# THE TASK
Among the entries below, please repeat exactly and only the lines from the line containing "Target: man's shoulder" to the line containing "sneaker using the picture above.", both lines included.
-- -- --
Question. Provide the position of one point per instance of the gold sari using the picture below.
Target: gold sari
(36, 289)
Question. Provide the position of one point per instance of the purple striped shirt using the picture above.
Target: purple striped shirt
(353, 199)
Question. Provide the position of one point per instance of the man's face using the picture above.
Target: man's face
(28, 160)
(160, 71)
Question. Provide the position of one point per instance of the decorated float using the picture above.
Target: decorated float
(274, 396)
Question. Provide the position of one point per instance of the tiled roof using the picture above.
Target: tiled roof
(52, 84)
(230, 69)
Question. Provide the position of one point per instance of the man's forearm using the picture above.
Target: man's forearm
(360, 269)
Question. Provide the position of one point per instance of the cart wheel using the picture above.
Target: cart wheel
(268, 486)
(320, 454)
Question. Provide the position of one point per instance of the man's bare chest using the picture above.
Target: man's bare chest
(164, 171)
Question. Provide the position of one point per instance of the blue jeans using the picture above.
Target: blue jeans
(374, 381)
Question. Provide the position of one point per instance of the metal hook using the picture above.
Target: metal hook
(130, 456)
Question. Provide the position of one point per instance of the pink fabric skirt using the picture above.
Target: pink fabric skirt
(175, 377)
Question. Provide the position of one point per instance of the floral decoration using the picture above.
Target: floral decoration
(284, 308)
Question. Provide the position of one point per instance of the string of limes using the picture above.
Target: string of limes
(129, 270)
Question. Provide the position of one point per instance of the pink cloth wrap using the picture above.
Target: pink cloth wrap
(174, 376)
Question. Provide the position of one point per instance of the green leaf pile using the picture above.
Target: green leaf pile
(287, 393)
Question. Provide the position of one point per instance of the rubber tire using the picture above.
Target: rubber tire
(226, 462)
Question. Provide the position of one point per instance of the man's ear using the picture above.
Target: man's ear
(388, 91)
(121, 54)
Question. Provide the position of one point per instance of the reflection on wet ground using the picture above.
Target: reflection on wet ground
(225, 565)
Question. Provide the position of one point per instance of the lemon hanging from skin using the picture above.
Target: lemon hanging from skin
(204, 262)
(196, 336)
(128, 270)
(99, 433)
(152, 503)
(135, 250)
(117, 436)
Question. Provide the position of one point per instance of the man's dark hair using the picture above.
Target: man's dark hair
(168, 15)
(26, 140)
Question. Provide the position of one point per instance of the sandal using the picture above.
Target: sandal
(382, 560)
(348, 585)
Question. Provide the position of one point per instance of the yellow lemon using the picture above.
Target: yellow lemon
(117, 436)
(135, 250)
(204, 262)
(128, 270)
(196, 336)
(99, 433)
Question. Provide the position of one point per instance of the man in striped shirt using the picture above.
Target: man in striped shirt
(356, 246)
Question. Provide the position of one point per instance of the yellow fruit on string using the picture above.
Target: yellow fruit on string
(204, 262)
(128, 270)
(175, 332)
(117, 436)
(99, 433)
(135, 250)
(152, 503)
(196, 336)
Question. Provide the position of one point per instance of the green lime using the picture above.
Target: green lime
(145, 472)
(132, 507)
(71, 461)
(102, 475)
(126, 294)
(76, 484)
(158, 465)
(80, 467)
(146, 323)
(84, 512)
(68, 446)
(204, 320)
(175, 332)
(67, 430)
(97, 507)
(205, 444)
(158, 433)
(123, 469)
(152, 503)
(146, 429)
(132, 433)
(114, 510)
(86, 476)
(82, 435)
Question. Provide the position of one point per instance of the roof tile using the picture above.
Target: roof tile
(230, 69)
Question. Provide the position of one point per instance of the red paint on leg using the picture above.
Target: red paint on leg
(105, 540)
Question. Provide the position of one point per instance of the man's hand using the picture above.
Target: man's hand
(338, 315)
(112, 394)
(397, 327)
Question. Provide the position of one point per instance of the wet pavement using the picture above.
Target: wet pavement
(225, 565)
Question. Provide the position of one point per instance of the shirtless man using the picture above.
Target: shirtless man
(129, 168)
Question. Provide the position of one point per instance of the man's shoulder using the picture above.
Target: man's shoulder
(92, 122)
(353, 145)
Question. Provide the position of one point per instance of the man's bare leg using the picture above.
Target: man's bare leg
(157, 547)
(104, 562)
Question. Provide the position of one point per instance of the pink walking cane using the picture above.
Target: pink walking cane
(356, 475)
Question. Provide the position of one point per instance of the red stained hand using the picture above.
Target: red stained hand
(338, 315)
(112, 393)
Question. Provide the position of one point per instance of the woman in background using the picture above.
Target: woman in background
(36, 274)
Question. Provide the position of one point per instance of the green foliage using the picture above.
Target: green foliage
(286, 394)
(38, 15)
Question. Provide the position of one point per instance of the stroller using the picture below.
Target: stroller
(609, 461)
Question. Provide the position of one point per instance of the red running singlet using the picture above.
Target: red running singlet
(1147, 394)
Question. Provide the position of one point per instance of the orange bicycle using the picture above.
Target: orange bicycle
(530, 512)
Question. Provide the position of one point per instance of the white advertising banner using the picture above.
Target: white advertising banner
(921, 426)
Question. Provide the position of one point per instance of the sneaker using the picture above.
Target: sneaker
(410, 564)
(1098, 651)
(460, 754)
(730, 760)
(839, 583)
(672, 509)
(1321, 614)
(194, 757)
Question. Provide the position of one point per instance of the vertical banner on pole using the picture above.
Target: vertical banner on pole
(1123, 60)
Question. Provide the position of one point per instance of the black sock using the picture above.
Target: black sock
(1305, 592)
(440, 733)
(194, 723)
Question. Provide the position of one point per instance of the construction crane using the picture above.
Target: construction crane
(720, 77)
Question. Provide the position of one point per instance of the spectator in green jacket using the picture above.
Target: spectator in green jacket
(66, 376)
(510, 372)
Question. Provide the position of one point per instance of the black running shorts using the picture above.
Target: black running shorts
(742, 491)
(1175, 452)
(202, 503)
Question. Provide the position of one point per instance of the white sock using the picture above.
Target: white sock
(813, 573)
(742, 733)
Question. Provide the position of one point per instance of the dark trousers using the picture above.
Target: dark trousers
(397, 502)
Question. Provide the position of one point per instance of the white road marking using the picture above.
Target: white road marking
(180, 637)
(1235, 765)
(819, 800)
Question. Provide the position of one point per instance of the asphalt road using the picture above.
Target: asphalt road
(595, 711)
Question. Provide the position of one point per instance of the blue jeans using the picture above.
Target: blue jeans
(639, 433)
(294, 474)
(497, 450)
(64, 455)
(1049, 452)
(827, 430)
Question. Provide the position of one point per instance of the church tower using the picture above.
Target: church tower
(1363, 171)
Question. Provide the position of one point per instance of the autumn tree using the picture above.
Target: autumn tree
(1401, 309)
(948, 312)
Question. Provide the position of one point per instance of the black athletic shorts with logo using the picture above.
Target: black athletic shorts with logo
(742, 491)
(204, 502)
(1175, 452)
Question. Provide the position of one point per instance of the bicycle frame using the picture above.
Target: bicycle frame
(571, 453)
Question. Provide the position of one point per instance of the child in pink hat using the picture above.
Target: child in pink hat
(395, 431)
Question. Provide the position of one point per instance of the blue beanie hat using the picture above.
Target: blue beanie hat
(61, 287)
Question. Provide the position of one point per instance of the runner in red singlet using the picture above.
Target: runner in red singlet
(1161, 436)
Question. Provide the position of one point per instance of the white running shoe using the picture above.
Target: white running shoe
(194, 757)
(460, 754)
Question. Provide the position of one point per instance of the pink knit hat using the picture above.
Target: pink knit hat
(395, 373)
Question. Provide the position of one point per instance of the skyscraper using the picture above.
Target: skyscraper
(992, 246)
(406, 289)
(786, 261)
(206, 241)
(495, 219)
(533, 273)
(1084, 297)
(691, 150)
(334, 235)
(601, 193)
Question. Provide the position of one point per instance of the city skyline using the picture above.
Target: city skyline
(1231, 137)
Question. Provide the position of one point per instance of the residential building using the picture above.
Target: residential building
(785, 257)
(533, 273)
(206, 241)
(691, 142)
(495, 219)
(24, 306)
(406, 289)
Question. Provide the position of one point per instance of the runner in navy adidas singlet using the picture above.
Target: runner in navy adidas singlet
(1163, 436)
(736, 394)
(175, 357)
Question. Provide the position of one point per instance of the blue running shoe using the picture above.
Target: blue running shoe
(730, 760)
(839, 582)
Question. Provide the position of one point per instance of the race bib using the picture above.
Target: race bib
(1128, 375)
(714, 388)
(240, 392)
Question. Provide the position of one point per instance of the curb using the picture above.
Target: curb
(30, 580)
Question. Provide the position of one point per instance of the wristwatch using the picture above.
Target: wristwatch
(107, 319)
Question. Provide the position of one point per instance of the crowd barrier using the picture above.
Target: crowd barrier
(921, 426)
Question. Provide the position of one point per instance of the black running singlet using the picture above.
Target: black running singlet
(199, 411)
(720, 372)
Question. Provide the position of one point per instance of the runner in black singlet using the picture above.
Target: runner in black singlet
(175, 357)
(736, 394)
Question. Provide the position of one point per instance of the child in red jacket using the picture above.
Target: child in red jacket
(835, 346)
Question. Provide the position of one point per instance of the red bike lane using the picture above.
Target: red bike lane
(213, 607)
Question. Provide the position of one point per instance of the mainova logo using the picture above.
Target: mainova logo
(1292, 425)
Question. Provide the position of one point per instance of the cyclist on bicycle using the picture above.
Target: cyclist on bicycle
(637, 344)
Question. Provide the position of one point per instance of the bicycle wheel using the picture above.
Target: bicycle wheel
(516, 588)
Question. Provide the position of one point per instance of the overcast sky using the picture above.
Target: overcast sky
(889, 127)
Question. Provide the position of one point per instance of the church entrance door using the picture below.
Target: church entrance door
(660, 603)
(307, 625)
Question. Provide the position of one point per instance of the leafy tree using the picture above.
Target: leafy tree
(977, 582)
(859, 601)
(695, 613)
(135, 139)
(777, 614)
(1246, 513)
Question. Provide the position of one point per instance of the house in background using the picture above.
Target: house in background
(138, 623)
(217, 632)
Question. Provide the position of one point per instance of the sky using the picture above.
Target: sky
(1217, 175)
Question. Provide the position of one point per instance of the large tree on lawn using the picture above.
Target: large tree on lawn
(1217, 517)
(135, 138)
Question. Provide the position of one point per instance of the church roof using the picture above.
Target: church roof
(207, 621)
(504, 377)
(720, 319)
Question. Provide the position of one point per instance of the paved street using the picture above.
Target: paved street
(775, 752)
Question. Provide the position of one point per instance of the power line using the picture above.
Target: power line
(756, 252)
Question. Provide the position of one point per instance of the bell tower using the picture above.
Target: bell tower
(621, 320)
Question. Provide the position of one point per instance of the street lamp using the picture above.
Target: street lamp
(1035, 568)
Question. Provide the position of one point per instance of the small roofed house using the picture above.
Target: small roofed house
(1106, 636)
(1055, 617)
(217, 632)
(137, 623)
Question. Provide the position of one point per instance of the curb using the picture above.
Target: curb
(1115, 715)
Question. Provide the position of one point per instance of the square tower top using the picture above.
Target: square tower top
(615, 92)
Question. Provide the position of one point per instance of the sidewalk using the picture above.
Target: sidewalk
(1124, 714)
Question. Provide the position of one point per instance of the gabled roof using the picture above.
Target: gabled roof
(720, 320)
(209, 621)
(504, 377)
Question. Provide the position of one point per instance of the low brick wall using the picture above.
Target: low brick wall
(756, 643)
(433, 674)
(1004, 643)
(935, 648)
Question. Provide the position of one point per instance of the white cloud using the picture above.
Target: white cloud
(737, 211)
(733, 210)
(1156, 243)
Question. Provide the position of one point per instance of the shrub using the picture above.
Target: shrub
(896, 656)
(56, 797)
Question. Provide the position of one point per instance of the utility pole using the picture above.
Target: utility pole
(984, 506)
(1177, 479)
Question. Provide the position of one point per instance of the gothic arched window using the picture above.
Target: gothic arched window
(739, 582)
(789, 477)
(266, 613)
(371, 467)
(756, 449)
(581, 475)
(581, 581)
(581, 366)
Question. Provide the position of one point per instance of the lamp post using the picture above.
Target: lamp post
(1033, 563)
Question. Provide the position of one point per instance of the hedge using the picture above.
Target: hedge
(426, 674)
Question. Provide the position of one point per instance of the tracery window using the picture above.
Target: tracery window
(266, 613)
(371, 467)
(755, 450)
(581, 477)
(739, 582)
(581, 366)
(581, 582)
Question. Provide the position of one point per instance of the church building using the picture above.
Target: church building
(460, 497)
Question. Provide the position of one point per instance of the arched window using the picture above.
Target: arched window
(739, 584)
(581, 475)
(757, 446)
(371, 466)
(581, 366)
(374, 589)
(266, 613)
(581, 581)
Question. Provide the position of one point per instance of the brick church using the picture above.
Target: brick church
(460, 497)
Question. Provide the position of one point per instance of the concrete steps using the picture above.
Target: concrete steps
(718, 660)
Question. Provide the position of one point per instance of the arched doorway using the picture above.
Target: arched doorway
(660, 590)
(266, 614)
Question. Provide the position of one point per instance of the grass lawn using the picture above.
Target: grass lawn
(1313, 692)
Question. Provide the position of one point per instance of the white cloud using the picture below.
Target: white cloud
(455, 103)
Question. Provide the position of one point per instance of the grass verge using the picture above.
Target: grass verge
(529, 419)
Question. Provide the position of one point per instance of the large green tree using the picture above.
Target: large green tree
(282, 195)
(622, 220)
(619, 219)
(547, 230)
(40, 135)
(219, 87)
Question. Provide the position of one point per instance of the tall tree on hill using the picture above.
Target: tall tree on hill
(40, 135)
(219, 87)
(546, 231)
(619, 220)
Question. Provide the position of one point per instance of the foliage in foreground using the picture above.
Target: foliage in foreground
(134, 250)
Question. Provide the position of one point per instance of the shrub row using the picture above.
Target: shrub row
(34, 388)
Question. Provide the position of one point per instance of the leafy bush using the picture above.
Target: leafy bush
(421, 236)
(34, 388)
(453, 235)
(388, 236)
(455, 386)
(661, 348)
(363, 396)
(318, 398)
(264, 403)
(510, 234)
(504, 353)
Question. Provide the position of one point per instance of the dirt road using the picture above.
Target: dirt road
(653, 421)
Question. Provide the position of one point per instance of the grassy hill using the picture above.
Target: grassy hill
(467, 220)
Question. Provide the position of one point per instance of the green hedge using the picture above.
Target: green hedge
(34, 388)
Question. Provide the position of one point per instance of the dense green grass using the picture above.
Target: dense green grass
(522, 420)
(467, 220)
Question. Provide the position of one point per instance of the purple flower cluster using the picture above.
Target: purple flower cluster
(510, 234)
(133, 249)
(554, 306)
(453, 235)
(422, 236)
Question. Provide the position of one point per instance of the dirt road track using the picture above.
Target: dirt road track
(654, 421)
-- -- --
# TASK OUTPUT
Target: man's shoulder
(92, 122)
(353, 145)
Question. Provide the position of one point per instance of the man's bare leg using the picture above.
Target: man's bare leg
(157, 547)
(104, 562)
Question. Provide the position of one point per instance of the pink walking cane using the picture above.
Target: pink walking cane
(356, 475)
Question. Provide the position of one point per instance of the red stained hand using the picture above.
Target: red stained hand
(338, 315)
(112, 393)
Question. Provide the position of one point per instance of the woman in background using the picture above.
Target: woman in background
(36, 274)
Question. Provide the position of one point per instance of the green foliage using the picture above.
Target: green foliage
(286, 394)
(38, 15)
Question. Provide the position of one point per instance of the stroller using the picture below.
Target: stroller
(609, 461)
Question. Provide the position of one point per instance of the red running singlet using the picture above.
Target: red running singlet
(1147, 394)
Question. Provide the position of one point per instance of the orange bicycle using the picture above.
Target: orange bicycle
(530, 512)
Question. Provide the position of one point per instance of the white advertising banner using the picture above.
Target: white advertising banner
(921, 426)
Question. Provide the position of one point per instance of the sneaker using the picture above.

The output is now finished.